Extract:
⁂

Panicking over Minority Government: Australia’s Hung Parliament
The use of the term 'hung parliament' says it all. States using the Westminster system regard it as a calamity and undeserved form of punishment. Suddenly, a major party with an insufficient number of votes to govern in their own right needs the support of minor parties and independents. Negotiations are required. An understanding has to be reached with those across and indeed aside from the aisle. It's a major party's worst nightmare, a fate worse than losing an election.
A sense of panic has gripped the Australian political establishment, unfamiliar with the workings of minority government. A hung parliament, the first since 1940, has precipitated a sense of concern that is causing the major parties not merely a sense of headache, but a sense of woe. The Liberal-National coalition has netted 72 seats, severely trimming the incumbent Labor government's majority which seemed, till nine months ago, unassailable. Both major political groupings are now on 72. The independents have, by virtue of this arrangement, the balance of power.
A few balmy ideas have been tossed about the political arena. Some have argued that it might be appropriate to make the Australian populace go back to the polls. This is merely another symptom of that school of thought, 'We are democratic, but let us direct the way we are going to be democratic.' Why trust the electorate anyway? Such nonsense surely has to stop. Politics is the art of the possible, not a vocation of paralysis. The independents are not holding the system to ransom. They are merely assessing options in the context of the power the system has given them. An addled mind is suitable punishment, but there is nothing to suggest that it still can't work.
The Westminster system has much to answer for. For one thing, the virtues of the Republican system have been demonstrated again, suggesting that Australians might like to cast an eye over the Pacific (again) for a helping hand. A President, separately elected by the people, and independent of a scrutinising Parliament, assures a degree of functioning stability the Westminster system does not. It has also demonstrated the paltry electoral system that insists that lower houses have to be unequally represented, crushing in their adversarial dominance. Had the Greens been genuinely represented in the lower house after this election, we would have had a formidable sixteen or seventeen members. We instead only have one - the first Green voted to the Australian lower house in its history. Proportional representation is anathema to the Westminster followers, be they believers in representational or proportional voting.
The outcome is still in the balance, and the major parties will simply have to do something that history has denied them: an opportunity to mature into forces of consensus. Given the appalling nature of an election campaign waged more on principles of branding than principles of policy, the situation is richly deserved. Neither major party deserved to win - one with an extreme leader (or 'Mad Monk' Abbott) insisting on turning back the clock on policy; the other determined to commit electoral suicide and failing in even doing that.

⁂

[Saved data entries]
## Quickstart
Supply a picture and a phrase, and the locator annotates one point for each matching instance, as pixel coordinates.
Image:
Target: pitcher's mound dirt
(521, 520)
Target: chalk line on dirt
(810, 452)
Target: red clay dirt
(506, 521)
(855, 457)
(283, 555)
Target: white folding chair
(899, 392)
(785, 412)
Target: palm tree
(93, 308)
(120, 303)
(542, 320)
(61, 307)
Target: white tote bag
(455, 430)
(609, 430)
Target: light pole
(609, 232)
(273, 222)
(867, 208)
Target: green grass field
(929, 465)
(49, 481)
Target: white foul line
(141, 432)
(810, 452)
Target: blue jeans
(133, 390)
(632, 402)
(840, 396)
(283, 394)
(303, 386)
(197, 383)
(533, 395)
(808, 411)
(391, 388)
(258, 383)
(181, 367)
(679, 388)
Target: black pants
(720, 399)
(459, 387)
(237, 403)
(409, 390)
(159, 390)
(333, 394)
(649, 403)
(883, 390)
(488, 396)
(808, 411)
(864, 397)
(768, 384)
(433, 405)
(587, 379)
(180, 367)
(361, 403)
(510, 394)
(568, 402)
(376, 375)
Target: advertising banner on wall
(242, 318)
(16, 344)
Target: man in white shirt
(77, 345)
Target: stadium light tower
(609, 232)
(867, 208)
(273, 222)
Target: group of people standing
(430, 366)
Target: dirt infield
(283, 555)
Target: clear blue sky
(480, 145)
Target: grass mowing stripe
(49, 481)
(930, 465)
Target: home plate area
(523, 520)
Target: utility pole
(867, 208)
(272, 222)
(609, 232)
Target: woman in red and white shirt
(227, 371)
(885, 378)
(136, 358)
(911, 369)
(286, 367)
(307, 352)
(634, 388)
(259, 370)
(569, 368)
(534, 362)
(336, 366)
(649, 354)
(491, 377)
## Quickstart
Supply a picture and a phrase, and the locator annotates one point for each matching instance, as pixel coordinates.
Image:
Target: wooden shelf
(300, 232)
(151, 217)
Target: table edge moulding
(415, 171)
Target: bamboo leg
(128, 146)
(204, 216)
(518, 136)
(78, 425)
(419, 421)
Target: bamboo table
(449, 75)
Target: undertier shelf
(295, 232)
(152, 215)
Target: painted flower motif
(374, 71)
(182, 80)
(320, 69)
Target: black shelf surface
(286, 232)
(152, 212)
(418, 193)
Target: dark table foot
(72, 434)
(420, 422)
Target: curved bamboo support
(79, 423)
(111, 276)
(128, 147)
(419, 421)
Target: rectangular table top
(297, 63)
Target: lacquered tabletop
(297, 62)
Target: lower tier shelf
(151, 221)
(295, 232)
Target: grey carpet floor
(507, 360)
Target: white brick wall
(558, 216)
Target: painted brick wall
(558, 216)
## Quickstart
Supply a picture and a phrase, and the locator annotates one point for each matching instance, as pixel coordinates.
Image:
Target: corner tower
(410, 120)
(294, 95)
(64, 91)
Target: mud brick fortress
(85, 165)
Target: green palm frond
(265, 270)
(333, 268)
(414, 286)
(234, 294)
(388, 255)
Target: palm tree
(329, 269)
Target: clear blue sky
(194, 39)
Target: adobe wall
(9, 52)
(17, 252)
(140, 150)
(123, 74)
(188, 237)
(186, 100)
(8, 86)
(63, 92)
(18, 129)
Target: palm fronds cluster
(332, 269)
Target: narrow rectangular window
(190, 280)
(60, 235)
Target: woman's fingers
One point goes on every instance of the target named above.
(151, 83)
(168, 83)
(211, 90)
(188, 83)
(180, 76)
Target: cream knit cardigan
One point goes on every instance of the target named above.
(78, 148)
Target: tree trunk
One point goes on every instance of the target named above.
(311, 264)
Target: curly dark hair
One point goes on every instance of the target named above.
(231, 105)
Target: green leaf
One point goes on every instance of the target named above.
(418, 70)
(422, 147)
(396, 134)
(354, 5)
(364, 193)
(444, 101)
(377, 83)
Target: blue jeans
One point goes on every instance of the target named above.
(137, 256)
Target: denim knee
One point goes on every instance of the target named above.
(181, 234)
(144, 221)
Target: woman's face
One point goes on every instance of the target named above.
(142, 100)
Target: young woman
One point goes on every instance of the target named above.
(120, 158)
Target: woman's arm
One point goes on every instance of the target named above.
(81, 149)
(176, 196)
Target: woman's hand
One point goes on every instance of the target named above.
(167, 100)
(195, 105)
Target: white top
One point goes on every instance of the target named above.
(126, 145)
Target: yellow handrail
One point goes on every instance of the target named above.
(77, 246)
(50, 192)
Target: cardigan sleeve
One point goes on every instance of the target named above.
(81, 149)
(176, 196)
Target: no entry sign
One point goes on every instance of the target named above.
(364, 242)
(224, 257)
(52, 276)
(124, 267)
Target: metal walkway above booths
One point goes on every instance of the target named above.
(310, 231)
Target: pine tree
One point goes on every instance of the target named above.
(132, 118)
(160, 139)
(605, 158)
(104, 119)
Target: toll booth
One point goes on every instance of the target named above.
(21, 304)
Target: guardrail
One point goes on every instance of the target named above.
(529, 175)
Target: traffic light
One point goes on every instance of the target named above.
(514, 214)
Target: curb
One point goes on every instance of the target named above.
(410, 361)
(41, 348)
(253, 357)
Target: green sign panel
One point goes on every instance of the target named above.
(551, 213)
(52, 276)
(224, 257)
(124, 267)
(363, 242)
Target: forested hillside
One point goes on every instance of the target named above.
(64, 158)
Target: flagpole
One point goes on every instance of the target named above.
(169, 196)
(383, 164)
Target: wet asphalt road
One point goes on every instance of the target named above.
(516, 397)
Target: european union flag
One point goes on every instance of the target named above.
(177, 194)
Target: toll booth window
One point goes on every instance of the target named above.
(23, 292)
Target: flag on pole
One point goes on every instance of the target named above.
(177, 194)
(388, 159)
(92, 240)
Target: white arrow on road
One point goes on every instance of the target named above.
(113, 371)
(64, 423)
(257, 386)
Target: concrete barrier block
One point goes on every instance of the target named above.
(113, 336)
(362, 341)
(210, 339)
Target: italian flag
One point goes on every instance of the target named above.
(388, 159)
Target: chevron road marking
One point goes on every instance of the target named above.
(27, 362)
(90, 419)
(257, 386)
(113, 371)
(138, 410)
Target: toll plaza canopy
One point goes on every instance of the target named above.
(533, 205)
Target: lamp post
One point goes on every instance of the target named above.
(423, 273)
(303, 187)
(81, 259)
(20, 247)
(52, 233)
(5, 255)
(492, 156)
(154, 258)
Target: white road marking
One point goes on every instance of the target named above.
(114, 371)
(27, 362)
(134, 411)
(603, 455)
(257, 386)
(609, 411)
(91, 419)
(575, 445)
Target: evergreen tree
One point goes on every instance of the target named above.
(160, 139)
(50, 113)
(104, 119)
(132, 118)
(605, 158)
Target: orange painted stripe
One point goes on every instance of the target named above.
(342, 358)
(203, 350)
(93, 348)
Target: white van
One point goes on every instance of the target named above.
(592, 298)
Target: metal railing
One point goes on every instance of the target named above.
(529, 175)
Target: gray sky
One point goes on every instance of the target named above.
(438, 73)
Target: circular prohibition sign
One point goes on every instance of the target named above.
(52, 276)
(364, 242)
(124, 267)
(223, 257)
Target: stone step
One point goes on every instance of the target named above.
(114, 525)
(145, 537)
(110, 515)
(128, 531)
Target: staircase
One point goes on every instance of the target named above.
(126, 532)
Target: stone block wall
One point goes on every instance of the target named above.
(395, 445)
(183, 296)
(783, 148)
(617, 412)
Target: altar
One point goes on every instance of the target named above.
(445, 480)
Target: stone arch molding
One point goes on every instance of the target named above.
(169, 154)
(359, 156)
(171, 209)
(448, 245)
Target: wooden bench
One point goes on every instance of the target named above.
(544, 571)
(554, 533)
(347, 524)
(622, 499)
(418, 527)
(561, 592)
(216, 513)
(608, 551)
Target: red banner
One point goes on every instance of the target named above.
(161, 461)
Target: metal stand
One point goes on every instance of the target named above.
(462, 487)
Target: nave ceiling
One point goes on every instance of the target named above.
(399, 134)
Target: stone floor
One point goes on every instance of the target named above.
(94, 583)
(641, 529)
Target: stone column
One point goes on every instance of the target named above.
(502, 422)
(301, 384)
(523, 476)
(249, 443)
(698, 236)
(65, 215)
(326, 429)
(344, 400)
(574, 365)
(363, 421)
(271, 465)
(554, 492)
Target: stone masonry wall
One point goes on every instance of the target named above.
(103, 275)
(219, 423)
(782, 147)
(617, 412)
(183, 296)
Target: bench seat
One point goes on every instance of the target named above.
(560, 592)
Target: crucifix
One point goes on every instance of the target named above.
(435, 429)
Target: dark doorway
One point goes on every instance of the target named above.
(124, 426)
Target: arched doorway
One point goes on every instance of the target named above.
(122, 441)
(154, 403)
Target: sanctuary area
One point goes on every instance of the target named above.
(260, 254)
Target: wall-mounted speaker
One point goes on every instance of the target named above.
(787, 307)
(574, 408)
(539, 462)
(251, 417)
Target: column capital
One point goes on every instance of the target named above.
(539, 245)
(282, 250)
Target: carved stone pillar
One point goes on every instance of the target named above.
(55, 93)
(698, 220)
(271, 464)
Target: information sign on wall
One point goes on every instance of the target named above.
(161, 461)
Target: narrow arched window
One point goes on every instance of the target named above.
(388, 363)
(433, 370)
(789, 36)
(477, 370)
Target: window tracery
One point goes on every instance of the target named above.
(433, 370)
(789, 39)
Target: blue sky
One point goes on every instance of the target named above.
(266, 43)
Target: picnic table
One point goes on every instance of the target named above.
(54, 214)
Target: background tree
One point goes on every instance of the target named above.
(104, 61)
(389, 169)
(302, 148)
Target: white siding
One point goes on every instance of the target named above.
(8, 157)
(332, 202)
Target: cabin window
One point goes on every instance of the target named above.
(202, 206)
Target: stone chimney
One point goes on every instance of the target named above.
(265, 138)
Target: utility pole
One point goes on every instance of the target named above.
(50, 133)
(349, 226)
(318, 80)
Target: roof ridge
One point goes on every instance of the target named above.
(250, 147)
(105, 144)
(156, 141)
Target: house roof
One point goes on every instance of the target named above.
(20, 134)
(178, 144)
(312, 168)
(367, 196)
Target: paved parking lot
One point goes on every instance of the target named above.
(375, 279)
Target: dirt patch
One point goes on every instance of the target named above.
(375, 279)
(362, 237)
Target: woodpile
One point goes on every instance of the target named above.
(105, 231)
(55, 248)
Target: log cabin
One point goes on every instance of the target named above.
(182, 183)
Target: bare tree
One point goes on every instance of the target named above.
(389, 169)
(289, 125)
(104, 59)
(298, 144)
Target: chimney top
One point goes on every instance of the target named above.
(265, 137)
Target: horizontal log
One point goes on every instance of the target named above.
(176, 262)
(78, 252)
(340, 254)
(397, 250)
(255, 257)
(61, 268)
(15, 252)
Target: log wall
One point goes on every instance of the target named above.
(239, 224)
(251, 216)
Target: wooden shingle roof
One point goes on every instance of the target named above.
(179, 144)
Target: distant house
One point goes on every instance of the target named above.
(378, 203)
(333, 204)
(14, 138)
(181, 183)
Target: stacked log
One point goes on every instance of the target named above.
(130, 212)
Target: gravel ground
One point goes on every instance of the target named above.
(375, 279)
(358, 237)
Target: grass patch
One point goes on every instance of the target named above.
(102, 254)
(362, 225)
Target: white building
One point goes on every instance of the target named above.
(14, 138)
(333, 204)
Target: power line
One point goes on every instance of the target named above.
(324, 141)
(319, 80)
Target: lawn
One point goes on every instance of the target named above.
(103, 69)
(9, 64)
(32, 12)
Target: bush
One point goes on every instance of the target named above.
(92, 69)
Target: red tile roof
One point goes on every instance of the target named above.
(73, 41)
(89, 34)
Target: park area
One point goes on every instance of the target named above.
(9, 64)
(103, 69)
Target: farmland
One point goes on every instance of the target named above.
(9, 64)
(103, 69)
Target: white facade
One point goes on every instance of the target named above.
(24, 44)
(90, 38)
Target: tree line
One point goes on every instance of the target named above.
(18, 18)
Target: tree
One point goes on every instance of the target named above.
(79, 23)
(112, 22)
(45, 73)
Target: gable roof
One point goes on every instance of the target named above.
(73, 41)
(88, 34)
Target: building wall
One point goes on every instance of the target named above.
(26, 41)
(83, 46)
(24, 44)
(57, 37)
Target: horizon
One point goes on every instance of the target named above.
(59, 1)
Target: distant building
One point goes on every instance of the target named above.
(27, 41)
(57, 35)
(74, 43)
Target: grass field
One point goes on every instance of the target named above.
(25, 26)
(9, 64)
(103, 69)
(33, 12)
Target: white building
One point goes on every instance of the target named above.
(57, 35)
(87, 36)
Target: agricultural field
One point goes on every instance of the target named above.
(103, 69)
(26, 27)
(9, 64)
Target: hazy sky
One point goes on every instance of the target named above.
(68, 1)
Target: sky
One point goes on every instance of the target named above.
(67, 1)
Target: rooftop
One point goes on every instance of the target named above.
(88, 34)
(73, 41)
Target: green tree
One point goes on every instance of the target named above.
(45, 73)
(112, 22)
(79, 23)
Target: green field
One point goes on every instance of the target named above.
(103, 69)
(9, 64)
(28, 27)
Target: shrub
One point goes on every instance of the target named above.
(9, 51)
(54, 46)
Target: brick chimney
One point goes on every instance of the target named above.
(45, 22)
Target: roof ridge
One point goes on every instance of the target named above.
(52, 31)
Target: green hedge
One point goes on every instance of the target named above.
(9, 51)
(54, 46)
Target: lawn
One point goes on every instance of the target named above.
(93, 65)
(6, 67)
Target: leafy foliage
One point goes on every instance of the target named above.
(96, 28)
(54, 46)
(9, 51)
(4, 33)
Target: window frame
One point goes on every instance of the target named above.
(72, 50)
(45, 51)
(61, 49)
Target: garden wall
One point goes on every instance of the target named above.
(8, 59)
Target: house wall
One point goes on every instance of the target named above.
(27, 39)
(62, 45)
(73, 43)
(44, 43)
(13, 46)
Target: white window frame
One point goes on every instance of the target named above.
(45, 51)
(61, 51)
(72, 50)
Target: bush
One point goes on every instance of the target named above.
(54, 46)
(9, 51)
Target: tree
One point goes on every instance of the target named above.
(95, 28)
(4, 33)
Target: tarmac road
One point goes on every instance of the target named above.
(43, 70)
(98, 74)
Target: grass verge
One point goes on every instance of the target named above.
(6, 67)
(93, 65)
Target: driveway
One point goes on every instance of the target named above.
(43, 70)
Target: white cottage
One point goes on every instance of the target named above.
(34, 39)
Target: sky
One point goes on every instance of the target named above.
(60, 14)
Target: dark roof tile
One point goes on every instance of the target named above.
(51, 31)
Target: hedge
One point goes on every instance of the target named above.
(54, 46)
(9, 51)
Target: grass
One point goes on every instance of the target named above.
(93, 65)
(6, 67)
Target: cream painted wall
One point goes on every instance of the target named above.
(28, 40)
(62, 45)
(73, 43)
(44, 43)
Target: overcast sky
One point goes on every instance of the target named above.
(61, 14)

⁂

Task to carry out: In the article on Australia's hung parliament, when was the previous hung parliament?

Exercise result: 1940